──────── Extrait fourni

Pourquoi, alors, l’instinct, la tradition et la sagesse les
abandonnèrent-ils soudainement sur cette question, au moment où
leur Parti conservateur, sous son ancienne forme, gouvernait pour la
dernière fois l’Angleterre, et où leurs familles dirigeaient toujours les
fortunes du pays venues des grandes maisons de Piccadilly et de
Mayfair, et des abbayes de campagne ? Furent-ils été alarmés par la
menace qu’on exciterait « la foule » contre eux s’ils ne se soumettaient
pas ? Ils se rendirent compte que la naissance et le privilège seuls ne
pourraient continuer à donner la qualification aux fonctions
directrices. Le monde avait beaucoup changé au siècle précédent, et ils
savaient que ce processus continuerait. Dans la tradition britannique,
ils travaillaient à assurer la continuité, ininterrompue par la violence
et apaisée par la conciliation. Ils étaient trop sages pour résister au
changement ; leur objectif était de guider le changement. Peut-être à
cet égard furent-ils trop avides de serrer la main au Progrès, quand il
frappa à la porte, sans examiner les lettres de créance des émissaires.

────────────────
──────── Données enregistrées

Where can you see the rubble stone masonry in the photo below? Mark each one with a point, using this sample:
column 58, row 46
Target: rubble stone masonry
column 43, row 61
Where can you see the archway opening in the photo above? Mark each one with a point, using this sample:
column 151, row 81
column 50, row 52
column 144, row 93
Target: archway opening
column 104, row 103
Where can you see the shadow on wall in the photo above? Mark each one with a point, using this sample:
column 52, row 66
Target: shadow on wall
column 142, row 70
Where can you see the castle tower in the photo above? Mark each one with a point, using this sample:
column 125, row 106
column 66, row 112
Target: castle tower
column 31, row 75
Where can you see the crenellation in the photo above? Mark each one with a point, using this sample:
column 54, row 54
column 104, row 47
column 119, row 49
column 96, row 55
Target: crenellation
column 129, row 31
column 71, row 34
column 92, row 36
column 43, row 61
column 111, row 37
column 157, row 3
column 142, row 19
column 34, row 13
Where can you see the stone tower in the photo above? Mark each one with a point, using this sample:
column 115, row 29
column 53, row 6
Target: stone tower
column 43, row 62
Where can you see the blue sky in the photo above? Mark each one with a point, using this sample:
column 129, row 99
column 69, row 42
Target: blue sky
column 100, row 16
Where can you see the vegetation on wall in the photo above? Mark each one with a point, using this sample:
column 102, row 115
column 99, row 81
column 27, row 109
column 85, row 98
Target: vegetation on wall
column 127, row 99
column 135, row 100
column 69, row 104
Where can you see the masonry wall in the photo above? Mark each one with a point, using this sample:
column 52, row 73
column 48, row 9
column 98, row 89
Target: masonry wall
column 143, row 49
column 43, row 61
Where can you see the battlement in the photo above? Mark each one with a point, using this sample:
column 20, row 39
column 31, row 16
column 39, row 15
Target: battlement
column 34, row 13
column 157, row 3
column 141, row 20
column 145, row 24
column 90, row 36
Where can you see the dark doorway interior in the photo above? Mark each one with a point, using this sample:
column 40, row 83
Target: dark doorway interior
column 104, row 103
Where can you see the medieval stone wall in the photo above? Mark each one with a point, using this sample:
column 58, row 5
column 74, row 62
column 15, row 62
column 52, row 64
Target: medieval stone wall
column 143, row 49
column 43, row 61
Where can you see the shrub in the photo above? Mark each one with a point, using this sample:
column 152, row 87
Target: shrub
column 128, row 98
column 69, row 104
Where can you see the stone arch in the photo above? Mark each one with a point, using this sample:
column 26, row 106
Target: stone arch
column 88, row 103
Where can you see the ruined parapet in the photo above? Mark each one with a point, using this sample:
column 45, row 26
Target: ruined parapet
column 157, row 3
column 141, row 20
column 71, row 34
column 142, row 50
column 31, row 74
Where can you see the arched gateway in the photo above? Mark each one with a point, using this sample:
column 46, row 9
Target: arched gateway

────────────────

• [Consigne]: Prolongez l'extrait consacré aux dirigeants conservateurs anglais en reprenant immédiatement après sa dernière phrase.

• [Réponse proposée]:
M. Balfour, leur leader, était un célibataire, grand, distant et
érudit, impassible et pessimiste ; il était d’ apparence glaciale, mais
ses intimes affirmaient qu’il avait le coeur tendre. Sa liaison
amoureuse d’un certain âge avec le sionisme pourrait être le symptôme
d’un célibat involontaire. Jeune homme, il différa sa demande à sa
bien-aimée, jusqu’à ce qu’elle se fiance avec un autre ; avant leur
mariage, son amoureux mourut ; et, alors que M. Balfour était sur le
point de rattraper son retard précédent, elle mourut. Il se résolut alors
à rester célibataire.
Les femmes ne sont peut-être pas bons juges d’un célibataire
distingué qui porte son coeur brisé comme un livre ouvert, mais
nombre de commentaires contemporains le concernant viennent de
femmes, et je cite les avis de deux des femmes les plus belles à cette
époque. Consuelo Vanderbilt (une Américaine, plus tard duchesse de
Marlborough) a écrit : « Les avis qu’il exprimait et les doctrines qu’il
défendait semblaient être les produits de la pure logique… il était doué
d’une largeur de compréhension que je n’ai jamais vue égalée » ; et
Lady Cynthia Asquith dit : « Quant au fait d’être exempt d’indignation
morale, je l’ai souvent vu blanc de colère ; n’importe quelle injustice
personnelle le mettait en colère. »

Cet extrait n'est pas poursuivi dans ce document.